══ Record set ══

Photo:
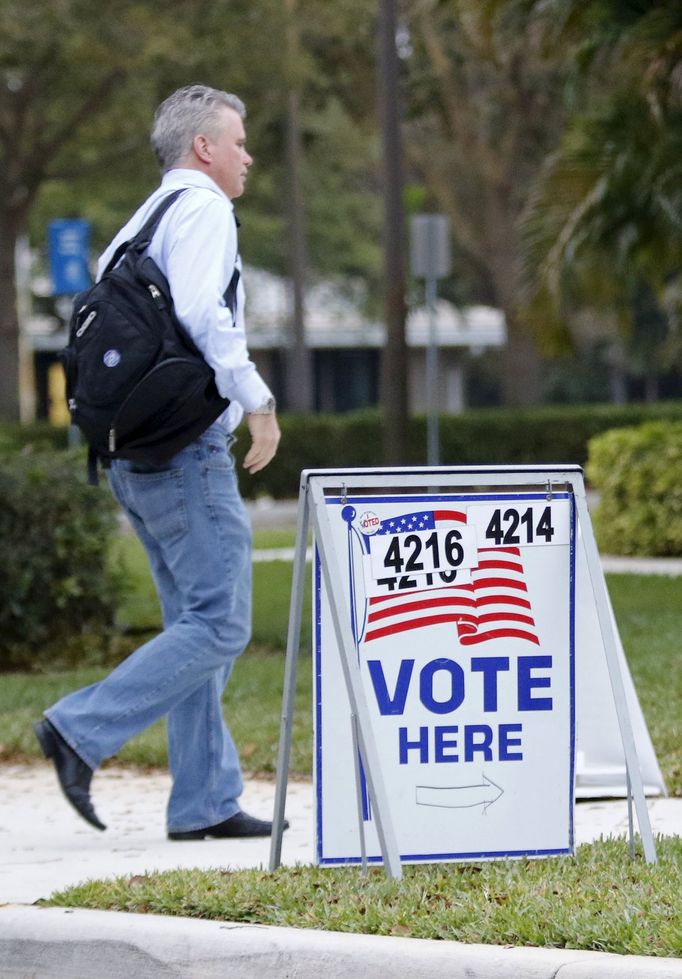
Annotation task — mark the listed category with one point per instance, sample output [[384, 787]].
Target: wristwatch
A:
[[267, 408]]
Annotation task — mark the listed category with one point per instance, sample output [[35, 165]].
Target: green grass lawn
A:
[[600, 899]]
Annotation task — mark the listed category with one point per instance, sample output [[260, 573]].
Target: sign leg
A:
[[601, 597], [290, 670]]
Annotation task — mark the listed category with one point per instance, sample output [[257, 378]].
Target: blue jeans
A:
[[194, 526]]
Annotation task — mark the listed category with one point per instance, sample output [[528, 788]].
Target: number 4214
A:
[[513, 526]]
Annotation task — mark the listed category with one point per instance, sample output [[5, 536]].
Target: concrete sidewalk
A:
[[46, 847]]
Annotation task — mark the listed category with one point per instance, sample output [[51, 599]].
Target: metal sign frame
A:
[[314, 484]]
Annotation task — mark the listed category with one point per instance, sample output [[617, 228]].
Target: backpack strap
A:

═══

__Aim__
Format every line of the listing above as a JSON list of strings, one string per line, leaving out blank lines and the pictures.

__Output below__
[
  "Photo:",
  "Annotation task — mark the listed category with one point per instance, sample output [[384, 787]].",
  "Target: wristwatch",
  "A:",
  "[[267, 408]]",
  "Annotation task — mark the listed category with one point per instance, sample output [[35, 165]].",
  "Target: green grass lawn",
  "A:",
  "[[600, 899]]",
  "Annotation task — mark the listed category with one point per instance, sample output [[260, 573]].",
  "Target: sign leg",
  "A:",
  "[[601, 597], [290, 670]]",
  "Annotation task — mark the listed category with one point per instance, sample output [[257, 378]].",
  "Target: blue jeans",
  "A:",
  "[[194, 526]]",
  "Annotation task — mark the listed category with one point per instance, sample output [[528, 788]].",
  "Target: number 4214",
  "A:",
  "[[513, 526]]",
  "Annotation task — mark the listed category with one point per instance, sample output [[5, 536]].",
  "Target: concrete sidewalk",
  "A:",
  "[[46, 847]]",
  "Annotation task — mark the listed category with one point per instance, sample output [[51, 599]].",
  "Target: metal sign frame",
  "A:",
  "[[314, 484]]",
  "Annotation task — mark the listed category with one point per instance, sample output [[617, 228]].",
  "Target: backpack strap",
  "A:"
]